EXCERPT ▸
Hi Pablo,
pointer aliasing is considered UB indeed
and accessing a pointer outside of allocated bounds also is UB
the recommended way to perform a between one pointer type and another
(reinterpret_cast) is to use memcpy,
so it should be:
long v;
int i[sizeof(long)/sizeof(int)];
memcpy( i , &v, sizeof(v) );
return i[index];
Normally, the compiler -O2 is smart enough to not allocate memory for i[2]
and can perform all ops thru registers
Le mer. 11 déc. 2019 à 18:01, Aliaksei Syrel <[email protected]> a
écrit :
> Hi Pablo,
>
> Wow! Thank you for the detective story :)
>
> Do I understand correctly that the original code causes undefined behavior
> and therefore can be changed (or even removed) by the compiler?
> (because it returns something that is referencing memory on the stack)
>
> Please keep posting similar things in future! It is very educative :)

EXTRACTED RECORDS ▸
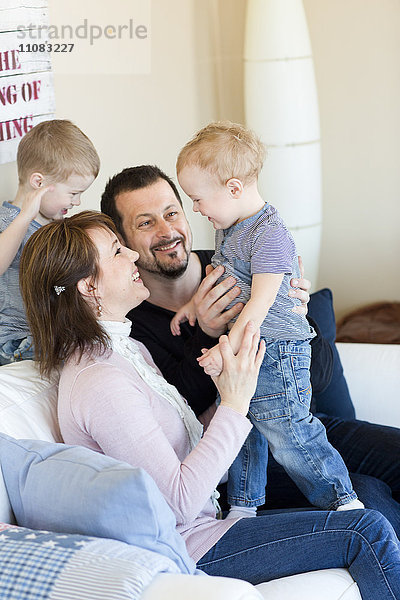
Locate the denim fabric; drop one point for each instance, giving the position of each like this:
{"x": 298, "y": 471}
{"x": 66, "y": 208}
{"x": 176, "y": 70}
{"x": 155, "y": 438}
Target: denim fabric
{"x": 280, "y": 410}
{"x": 16, "y": 350}
{"x": 271, "y": 546}
{"x": 367, "y": 448}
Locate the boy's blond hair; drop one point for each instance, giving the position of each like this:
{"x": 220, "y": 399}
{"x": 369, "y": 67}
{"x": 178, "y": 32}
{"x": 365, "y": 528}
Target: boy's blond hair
{"x": 57, "y": 149}
{"x": 226, "y": 150}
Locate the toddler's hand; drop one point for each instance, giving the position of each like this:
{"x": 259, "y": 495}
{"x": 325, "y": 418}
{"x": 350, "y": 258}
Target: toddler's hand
{"x": 31, "y": 204}
{"x": 185, "y": 313}
{"x": 211, "y": 361}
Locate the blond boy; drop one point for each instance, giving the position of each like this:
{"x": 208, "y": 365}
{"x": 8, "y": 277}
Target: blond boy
{"x": 218, "y": 169}
{"x": 56, "y": 163}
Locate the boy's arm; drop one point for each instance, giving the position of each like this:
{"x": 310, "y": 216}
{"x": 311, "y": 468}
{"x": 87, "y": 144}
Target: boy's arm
{"x": 11, "y": 238}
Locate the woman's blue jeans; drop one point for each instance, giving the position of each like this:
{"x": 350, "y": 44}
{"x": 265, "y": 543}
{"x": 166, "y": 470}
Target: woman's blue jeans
{"x": 267, "y": 547}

WHAT IS ASKED ▸
Please answer these questions about the forum reply:
1. What does the reply give as the recommended way to convert from one pointer type to another?
2. With which compiler flag does the reply say the compiler can skip allocating memory for i[2]?
3. In the quoted message, what reason does Aliaksei Syrel give in parentheses for thinking the original code causes undefined behavior?

FULL SOLUTION ▸
1. Use memcpy.
2. -O2.
3. It returns something that references memory on the stack.